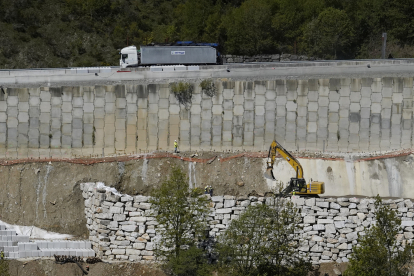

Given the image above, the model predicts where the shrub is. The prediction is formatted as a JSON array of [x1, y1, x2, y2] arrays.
[[344, 195, 414, 276]]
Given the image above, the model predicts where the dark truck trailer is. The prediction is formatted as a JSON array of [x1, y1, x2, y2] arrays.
[[141, 46, 217, 65], [120, 45, 220, 68]]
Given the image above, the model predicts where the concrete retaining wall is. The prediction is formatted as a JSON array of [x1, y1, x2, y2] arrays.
[[81, 183, 414, 264], [0, 77, 413, 157]]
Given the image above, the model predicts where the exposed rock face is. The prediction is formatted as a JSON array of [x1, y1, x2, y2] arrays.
[[80, 183, 414, 264]]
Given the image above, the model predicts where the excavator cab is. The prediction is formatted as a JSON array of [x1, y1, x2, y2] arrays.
[[264, 140, 325, 196], [264, 164, 276, 181]]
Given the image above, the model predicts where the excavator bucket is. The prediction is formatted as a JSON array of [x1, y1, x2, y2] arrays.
[[264, 168, 276, 181]]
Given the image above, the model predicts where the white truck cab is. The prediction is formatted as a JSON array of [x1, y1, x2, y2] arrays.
[[119, 46, 138, 68]]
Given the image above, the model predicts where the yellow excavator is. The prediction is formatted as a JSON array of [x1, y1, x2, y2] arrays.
[[264, 140, 325, 196]]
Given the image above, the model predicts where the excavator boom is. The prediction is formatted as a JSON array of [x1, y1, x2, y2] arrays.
[[264, 140, 325, 196], [264, 140, 303, 180]]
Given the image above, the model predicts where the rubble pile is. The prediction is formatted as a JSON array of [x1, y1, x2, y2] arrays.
[[81, 183, 414, 264]]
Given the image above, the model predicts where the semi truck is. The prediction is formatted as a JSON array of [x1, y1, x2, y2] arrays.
[[119, 41, 222, 68]]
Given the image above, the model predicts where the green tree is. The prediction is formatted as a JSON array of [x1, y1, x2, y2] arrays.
[[150, 167, 209, 275], [345, 195, 414, 276], [224, 0, 277, 55], [217, 198, 311, 275], [305, 8, 354, 59]]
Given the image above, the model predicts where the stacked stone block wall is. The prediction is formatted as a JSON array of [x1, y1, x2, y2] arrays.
[[81, 183, 414, 264], [0, 77, 414, 158]]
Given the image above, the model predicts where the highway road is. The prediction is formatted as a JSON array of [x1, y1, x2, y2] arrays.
[[0, 59, 414, 87]]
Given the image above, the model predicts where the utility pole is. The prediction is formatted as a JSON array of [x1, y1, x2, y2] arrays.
[[381, 33, 387, 59]]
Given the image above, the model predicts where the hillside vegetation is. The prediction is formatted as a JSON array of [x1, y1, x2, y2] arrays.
[[0, 0, 414, 68]]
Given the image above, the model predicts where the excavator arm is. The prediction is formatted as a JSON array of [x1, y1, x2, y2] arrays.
[[264, 140, 303, 180]]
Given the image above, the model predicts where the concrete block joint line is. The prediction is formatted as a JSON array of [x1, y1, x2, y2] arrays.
[[80, 182, 414, 264], [0, 77, 414, 158]]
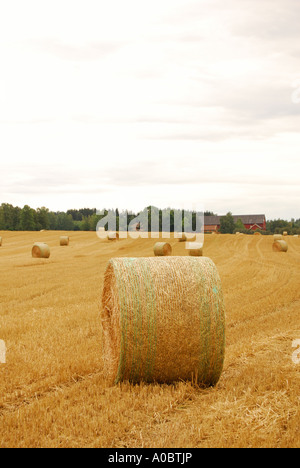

§

Can you arrange the lines above as a numbered list, starting at the line that has "Given the image above, the model predicts where the semi" and ending after the line that has "[[381, 33, 387, 59]]", with any blank lines left out?

> [Answer to the task]
1. Given the image above, the model predicts where the semi truck is. The prediction is formatted as a JSON array of [x1, y1, x2, y2] arrays.
2. [[119, 41, 222, 68]]
3. Given the image above, the model predicts where the green tree is. The prediction is formatted as a JSON array of [x1, y1, x2, y2] arrays.
4. [[150, 167, 209, 275], [345, 195, 414, 276], [224, 0, 277, 55], [217, 198, 311, 275], [305, 8, 354, 59]]
5. Given the image above, the model predicts where the stacked stone block wall is. The prediction is formatted as a JSON array of [x1, y1, x2, y2] arrays.
6. [[81, 183, 414, 264], [0, 77, 414, 158]]
7. Given the image above, the model predicts where the highway road is. The prediction is formatted as a JSON array of [x1, y1, x2, y2] arrays.
8. [[0, 59, 414, 87]]
9. Given the image above, the model predicts where the utility pole is. The prediction is formatted as a JSON array of [x1, y1, x2, y2] arrays.
10. [[381, 33, 387, 59]]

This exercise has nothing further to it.